*Work order*:
Please report how many lines in the following material hold the string "roof", giving only the number.

*Information*:
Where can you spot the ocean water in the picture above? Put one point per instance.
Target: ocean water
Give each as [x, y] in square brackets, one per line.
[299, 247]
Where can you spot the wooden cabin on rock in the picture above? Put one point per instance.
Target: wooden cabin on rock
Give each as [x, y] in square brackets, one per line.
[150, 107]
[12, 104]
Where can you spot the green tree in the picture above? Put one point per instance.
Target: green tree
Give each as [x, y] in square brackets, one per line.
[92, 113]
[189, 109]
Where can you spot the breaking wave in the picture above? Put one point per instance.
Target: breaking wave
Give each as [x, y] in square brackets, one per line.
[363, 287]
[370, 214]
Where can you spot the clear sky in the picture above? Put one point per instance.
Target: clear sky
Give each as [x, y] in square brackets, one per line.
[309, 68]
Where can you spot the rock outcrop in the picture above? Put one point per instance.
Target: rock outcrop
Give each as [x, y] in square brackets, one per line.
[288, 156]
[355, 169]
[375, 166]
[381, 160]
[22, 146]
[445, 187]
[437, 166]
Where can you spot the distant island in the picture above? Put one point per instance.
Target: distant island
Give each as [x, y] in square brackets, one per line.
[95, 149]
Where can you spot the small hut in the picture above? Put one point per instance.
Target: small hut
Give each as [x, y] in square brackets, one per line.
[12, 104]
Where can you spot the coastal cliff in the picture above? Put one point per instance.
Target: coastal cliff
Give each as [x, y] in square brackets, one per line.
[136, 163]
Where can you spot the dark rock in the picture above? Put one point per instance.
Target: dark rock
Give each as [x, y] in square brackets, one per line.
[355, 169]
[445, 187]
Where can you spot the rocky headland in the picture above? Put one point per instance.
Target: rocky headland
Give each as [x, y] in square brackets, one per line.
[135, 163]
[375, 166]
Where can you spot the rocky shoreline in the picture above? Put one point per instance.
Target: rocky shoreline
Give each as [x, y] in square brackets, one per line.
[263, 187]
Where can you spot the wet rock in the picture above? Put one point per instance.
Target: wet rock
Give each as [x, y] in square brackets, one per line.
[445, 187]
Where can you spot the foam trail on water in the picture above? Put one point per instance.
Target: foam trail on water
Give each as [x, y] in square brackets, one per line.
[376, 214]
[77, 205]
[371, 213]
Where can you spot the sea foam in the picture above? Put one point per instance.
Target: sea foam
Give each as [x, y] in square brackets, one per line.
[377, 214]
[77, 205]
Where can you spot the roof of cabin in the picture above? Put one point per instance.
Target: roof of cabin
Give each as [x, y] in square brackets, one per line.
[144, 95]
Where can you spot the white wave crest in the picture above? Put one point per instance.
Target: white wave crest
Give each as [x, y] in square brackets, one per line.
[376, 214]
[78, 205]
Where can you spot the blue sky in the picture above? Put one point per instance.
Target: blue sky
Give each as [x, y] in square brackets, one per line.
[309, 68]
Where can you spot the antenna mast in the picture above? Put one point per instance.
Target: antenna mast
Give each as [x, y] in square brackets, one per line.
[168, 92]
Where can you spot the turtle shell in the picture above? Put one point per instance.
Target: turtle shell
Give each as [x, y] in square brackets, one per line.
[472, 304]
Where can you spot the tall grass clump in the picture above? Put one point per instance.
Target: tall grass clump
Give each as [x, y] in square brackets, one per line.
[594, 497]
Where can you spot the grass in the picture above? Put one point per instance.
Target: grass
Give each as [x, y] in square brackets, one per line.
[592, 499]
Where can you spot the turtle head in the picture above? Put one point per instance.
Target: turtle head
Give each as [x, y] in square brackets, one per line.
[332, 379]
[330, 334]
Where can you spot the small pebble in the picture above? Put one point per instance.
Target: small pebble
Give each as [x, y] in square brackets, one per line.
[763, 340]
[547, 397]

*Solution*:
2